*** Opening THE INPUT ***

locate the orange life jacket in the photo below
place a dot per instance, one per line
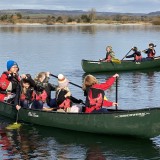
(42, 96)
(138, 58)
(62, 102)
(95, 98)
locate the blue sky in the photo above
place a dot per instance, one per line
(123, 6)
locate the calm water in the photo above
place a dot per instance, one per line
(59, 49)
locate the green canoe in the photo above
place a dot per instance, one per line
(139, 123)
(90, 66)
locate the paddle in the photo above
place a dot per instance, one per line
(69, 82)
(126, 54)
(116, 61)
(15, 125)
(116, 91)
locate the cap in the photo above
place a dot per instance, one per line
(10, 64)
(62, 81)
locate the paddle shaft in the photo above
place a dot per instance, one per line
(69, 82)
(17, 116)
(116, 91)
(126, 54)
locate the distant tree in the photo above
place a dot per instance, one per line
(70, 19)
(59, 19)
(92, 15)
(85, 18)
(117, 17)
(4, 17)
(19, 15)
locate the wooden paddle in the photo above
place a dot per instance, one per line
(69, 82)
(116, 92)
(15, 125)
(116, 61)
(126, 54)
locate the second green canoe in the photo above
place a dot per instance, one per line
(90, 66)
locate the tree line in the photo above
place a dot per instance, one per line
(89, 17)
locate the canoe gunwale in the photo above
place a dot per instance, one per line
(94, 66)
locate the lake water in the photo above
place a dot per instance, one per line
(60, 49)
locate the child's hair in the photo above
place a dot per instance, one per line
(89, 80)
(40, 75)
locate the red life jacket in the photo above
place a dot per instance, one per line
(108, 58)
(62, 102)
(5, 80)
(138, 58)
(95, 98)
(41, 96)
(23, 96)
(151, 54)
(65, 104)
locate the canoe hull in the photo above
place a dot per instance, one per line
(90, 66)
(140, 123)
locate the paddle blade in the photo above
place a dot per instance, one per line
(116, 61)
(14, 126)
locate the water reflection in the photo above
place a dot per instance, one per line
(91, 29)
(35, 142)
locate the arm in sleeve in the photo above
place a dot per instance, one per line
(109, 82)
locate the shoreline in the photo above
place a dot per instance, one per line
(75, 24)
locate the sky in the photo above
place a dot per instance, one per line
(122, 6)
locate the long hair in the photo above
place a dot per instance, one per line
(89, 80)
(40, 75)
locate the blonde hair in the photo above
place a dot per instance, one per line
(40, 75)
(89, 80)
(110, 47)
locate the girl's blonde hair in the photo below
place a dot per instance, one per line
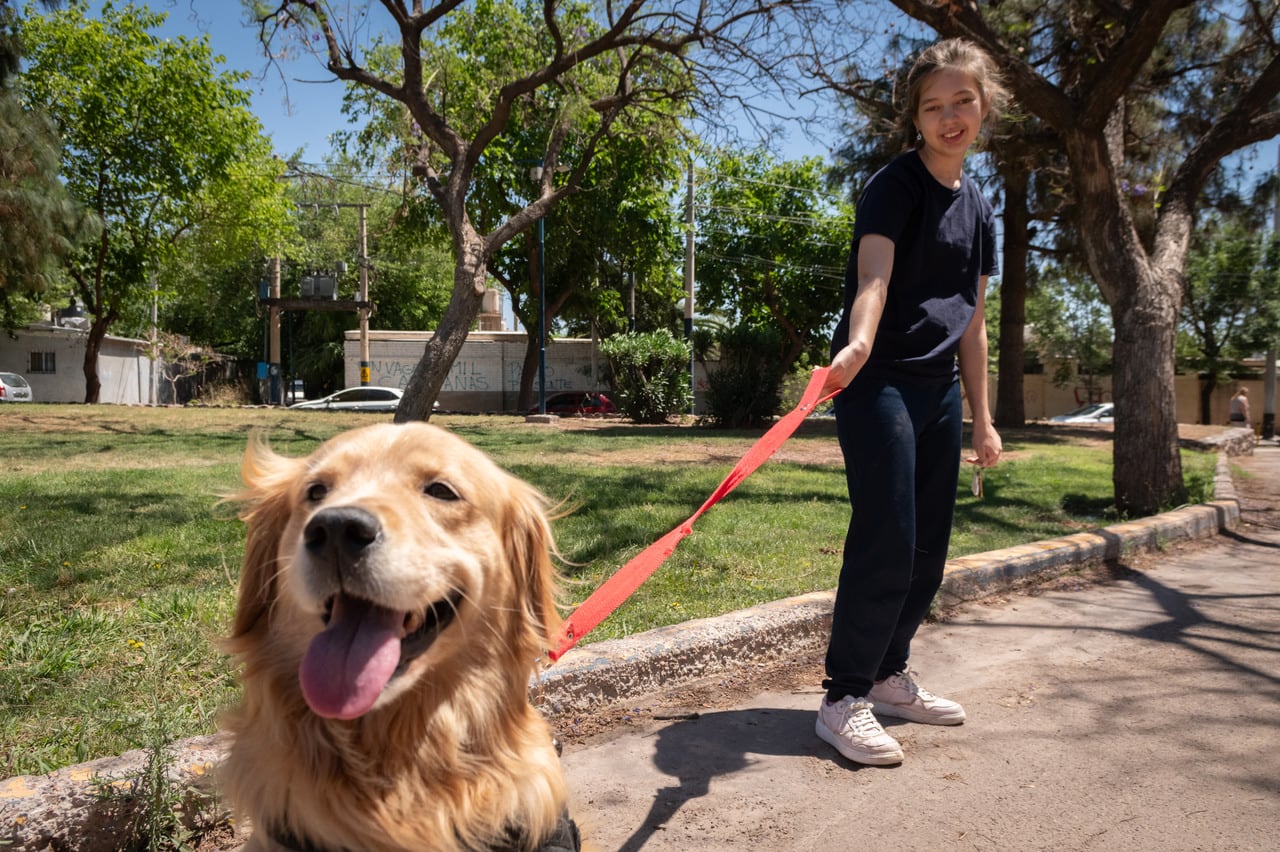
(954, 54)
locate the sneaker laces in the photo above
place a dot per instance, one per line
(858, 717)
(906, 679)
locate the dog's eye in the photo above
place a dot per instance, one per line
(440, 491)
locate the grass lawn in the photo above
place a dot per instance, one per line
(118, 566)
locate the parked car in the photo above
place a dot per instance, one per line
(364, 398)
(14, 388)
(1095, 413)
(580, 403)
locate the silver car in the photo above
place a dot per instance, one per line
(364, 398)
(14, 388)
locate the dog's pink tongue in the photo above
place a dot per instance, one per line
(348, 664)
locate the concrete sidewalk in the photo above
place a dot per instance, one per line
(1137, 714)
(65, 809)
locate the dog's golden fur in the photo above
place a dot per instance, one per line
(451, 755)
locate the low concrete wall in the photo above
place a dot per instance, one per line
(68, 810)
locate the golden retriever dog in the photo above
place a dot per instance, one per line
(397, 594)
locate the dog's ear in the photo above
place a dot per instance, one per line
(266, 503)
(529, 545)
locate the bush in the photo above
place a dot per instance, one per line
(746, 389)
(650, 375)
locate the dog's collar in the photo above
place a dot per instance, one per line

*** Closing THE INPUT ***

EXERCISE OBJECTIVE
Out of the listing above, reproduce exactly the lines from the one with "locate the paddle blade in the photo above" up to and including the one with "locate the blonde hair in the photo above".

ANSWER SPACE
locate the paddle blade in the photo above
place a dot per instance, one per line
(116, 61)
(14, 126)
locate the water reflection in the photo above
place a dot per instance, one per line
(91, 29)
(35, 142)
locate the arm in sleeve in the photo above
place a dot per instance, one per line
(109, 82)
locate the shoreline in the photo above
place a dot per instance, one per line
(75, 24)
locate the sky in the photo above
place a dot per instance, one per line
(122, 6)
locate the long hair in the photo above
place a dot per instance, one per line
(89, 80)
(40, 75)
locate the blonde hair in the photo above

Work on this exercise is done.